* [PAGE EXCERPT]
Quark Expeditions is profoundly committed to environmentally responsible tourism.
As a long-time, active member of both the International Association of Antarctica Tour Operators (IAATO), and the Association of Arctic Expedition Cruise Operators (AECO), Quark adheres to stringent guidelines designed to ensure the Polar Regions remain pristine for generations to come.
Our Sustainability Initiatives
- We were the first operator to offer inclusive CarbonNeutral® voyages on the Ocean Diamond
- Quark’s flights on the Antarctic Express Fly-Cruise program are carbon offset and help the conservation of 38,000 hectares of native forest in the Magallanes region of Chile
- All Quark team air travel is carbon offset
- Our vessels burn Marine Gas Oil (MGO) – a clean burning fuel with a low emission factor
- Quark conforms to all international regulations/policies governing disposal of waste at sea
- We serve only sustainable seafood
- We use eco-friendly laundry chemicals & cabin amenities
- We provide every passenger with a reusable water bottle
- We use only recycled, acid-free paper onboard and limit paper use
- We use recycled paper and acid free inks in the manufacture of our brochures
Our Charitable Work
Quark has been a proud ambassador of the Polar Regions since 1991. Thanks to our passengers, Quark’s onboard auctions have raised an average of $150,000 each season for charities dedicated to sustainability and conservation in the places we visit.
This year, Quark will support the following charities:
Polar Bears International
Polar Bears international is dedicated to the worldwide conservation of the polar bear and its sea-ice home through research, education, and stewardship.
Clean Up Svalbard
The governor of Svalbard, through Clean Up Svalbard, enlists the aid of tourism companies like Quark Expeditions to collect refuse from beaches and wilderness areas.
Underwater Bait Setter
The Underwater Bait Setter is a project designed to deliver a new piece of fishing equipment that sets longline hooks underwater to prevent seabird by catch. The BS30 is the first device of its kind in the world. It has the potential to solve the seabird by catch problem in longline fisheries once and for all.
Penguin Lifelines is a project run by Dr. Tom Hart researching the threats to Antarctic penguins. Done in collaboration with Oxford University, ZSL, Oceanites, Stony Brook and Woods Hole Oceanographic Institute, long-term monitoring is being used in the field, along with a genetic analysis of penguin feathers, to get a complete picture of how populations are changing.

[Data records]
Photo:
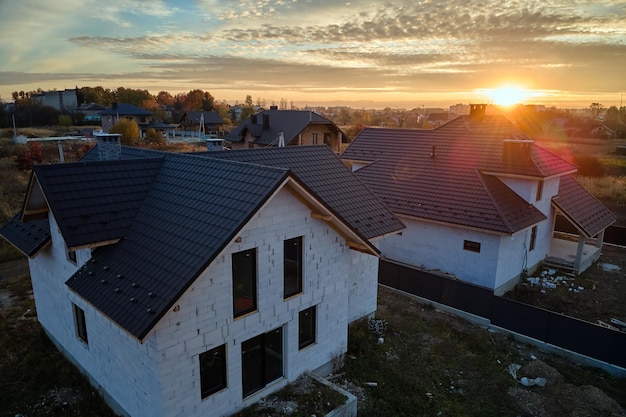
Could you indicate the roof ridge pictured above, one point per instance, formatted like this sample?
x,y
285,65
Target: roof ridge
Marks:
x,y
482,177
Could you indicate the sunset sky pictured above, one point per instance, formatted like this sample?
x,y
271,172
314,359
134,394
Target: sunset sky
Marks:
x,y
360,53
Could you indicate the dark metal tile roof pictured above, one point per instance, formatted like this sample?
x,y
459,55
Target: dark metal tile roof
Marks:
x,y
29,237
195,206
580,207
290,122
327,177
96,201
439,174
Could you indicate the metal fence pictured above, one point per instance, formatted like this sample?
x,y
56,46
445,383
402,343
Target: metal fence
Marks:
x,y
556,329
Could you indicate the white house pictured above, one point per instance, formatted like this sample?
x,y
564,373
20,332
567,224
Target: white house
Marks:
x,y
195,284
479,199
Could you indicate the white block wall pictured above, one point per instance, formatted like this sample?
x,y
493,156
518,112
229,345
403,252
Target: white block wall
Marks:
x,y
205,318
121,366
502,257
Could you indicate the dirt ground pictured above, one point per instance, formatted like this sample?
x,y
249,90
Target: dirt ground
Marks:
x,y
597,295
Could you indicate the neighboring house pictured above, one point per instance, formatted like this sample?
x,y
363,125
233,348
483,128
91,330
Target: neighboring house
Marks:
x,y
64,100
194,285
110,117
91,111
275,127
208,122
479,200
437,119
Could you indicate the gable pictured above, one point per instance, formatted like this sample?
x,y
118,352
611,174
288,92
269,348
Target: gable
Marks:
x,y
449,174
582,208
93,203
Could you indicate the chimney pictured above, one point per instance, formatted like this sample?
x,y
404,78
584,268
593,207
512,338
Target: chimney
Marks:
x,y
517,152
109,146
477,111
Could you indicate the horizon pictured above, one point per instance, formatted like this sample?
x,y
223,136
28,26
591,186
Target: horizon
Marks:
x,y
359,54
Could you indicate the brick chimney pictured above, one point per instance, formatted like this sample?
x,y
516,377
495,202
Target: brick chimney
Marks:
x,y
477,111
517,152
109,146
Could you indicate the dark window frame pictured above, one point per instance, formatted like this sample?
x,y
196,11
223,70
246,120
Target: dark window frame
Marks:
x,y
533,238
244,272
539,194
80,324
471,246
213,376
71,256
262,361
293,266
307,327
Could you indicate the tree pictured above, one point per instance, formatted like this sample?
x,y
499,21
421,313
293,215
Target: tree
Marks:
x,y
208,102
165,99
128,129
28,155
65,120
155,138
596,109
194,98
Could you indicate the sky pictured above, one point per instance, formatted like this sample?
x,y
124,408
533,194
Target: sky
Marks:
x,y
360,53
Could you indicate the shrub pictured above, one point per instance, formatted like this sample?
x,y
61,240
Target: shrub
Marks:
x,y
588,166
129,131
28,155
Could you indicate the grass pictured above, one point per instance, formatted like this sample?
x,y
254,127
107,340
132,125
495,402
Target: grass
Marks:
x,y
611,188
35,379
430,369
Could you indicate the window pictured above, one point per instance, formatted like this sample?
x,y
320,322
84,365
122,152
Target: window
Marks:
x,y
79,322
71,256
533,238
213,371
293,267
471,246
539,190
244,282
306,327
261,360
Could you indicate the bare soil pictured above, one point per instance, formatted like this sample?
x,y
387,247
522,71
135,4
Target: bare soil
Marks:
x,y
597,295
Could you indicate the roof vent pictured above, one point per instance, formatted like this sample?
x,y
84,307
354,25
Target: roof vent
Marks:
x,y
109,146
477,111
517,152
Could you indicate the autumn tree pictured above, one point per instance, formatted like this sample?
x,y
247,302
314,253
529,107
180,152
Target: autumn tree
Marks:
x,y
155,138
65,120
165,99
27,156
247,108
596,109
128,129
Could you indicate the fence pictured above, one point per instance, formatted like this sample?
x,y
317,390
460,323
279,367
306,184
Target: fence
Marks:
x,y
556,329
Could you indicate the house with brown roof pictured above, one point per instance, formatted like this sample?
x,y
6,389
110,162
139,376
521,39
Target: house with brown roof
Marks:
x,y
274,128
195,284
111,116
207,122
479,199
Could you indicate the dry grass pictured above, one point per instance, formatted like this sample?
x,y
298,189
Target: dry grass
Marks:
x,y
606,188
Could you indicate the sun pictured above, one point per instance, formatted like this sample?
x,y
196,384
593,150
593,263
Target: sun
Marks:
x,y
507,95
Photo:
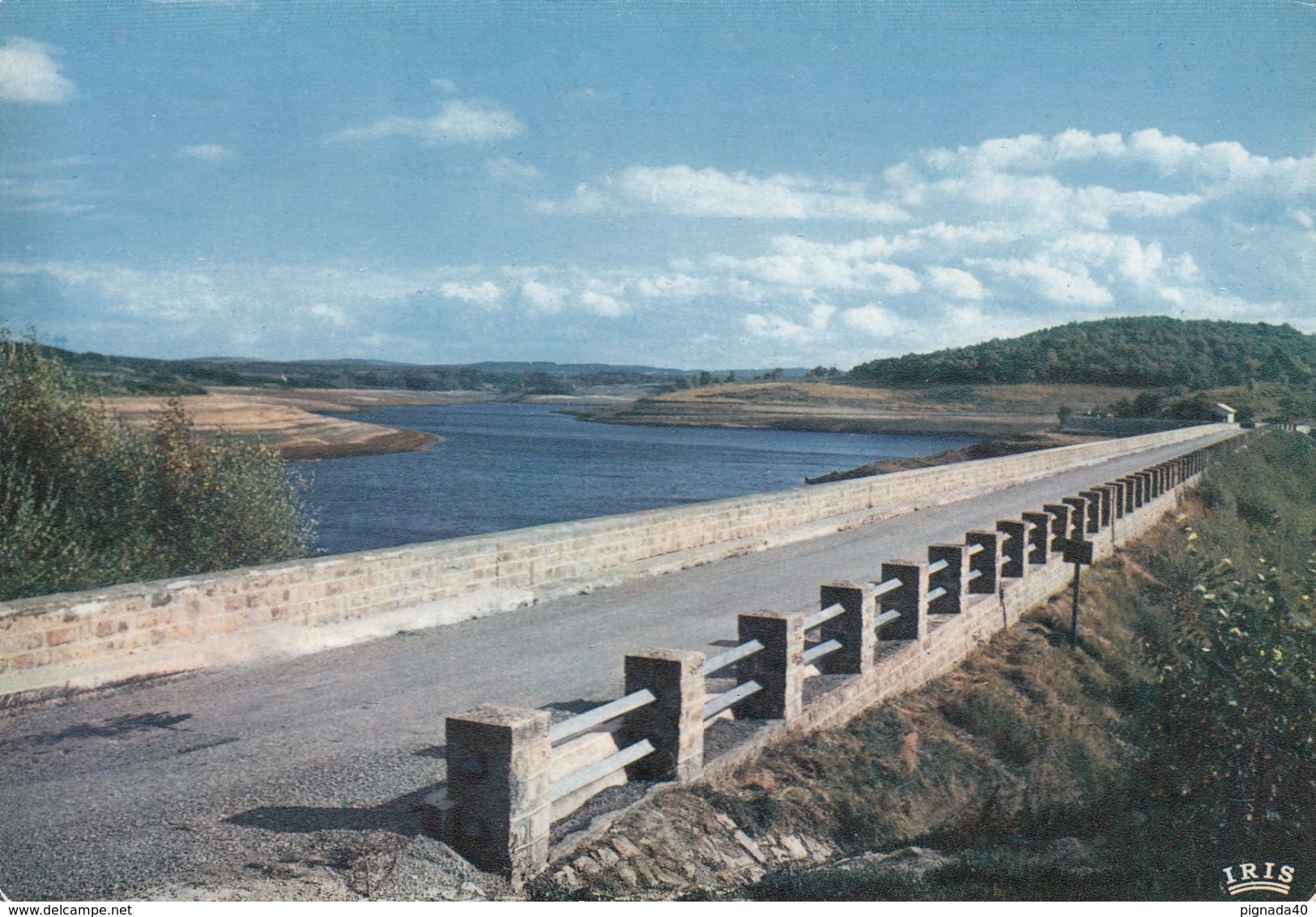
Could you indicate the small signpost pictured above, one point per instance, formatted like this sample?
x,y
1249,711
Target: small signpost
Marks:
x,y
1078,552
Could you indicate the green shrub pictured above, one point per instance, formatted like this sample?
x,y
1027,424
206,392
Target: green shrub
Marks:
x,y
86,501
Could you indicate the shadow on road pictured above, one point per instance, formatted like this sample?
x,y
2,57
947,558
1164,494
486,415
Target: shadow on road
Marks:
x,y
400,816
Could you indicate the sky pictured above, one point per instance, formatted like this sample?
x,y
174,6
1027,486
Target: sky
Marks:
x,y
684,185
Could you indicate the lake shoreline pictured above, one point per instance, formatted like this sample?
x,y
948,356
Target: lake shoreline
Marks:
x,y
305,424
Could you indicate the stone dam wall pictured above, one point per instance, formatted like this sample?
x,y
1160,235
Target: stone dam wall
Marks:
x,y
104,636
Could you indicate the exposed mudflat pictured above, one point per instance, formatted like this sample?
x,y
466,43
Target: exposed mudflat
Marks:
x,y
974,411
287,423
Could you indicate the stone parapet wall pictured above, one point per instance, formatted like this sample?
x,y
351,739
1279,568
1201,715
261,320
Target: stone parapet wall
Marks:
x,y
101,636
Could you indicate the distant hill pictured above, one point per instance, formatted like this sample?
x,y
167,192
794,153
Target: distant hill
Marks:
x,y
140,375
1139,353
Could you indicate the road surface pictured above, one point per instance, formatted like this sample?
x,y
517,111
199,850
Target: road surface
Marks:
x,y
115,792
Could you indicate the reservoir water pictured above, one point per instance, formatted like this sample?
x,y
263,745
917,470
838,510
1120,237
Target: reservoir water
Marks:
x,y
505,466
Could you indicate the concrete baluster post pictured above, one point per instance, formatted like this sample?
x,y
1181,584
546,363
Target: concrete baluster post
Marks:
x,y
1059,514
779,666
953,578
1118,488
1094,510
674,723
986,562
498,782
852,628
1128,484
1015,548
909,599
1078,518
1038,531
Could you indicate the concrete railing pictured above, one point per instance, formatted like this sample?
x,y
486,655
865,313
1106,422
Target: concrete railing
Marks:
x,y
916,621
103,636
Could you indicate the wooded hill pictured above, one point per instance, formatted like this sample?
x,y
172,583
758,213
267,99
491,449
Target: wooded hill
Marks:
x,y
140,375
1140,353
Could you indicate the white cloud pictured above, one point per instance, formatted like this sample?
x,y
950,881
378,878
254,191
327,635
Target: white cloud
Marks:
x,y
670,286
998,240
707,192
29,74
957,283
1058,284
543,296
457,122
602,304
874,320
486,293
777,328
509,171
210,151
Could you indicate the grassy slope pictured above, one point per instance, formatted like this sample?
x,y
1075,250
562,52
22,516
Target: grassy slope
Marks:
x,y
1133,769
1177,741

* [EXERCISE 1]
List every institution that the Quark Expeditions page names as a collaborator on the Penguin Lifelines project.
* [EXERCISE 2]
Answer these questions using the Quark Expeditions page.
(a) Since what year has Quark been an ambassador of the Polar Regions?
(b) What fuel do Quark's vessels burn?
(c) How many hectares of native forest do the carbon-offset Antarctic Express Fly-Cruise flights help conserve?
* [EXERCISE 3]
Update the Quark Expeditions page from "As a long-time, active" to "generations to come.", inclusive, and write it out with "stringent guidelines" changed to "strict guidelines".

* [TASK ANSWER 1]
Oxford University, ZSL, Oceanites, Stony Brook, Woods Hole Oceanographic Institute

* [TASK ANSWER 2]
(a) 1991
(b) Marine Gas Oil (MGO)
(c) 38,000 hectares, in the Magallanes region of Chile

* [TASK ANSWER 3]
As a long-time, active member of both the International Association of Antarctica Tour Operators (IAATO), and the Association of Arctic Expedition Cruise Operators (AECO), Quark adheres to strict guidelines designed to ensure the Polar Regions remain pristine for generations to come.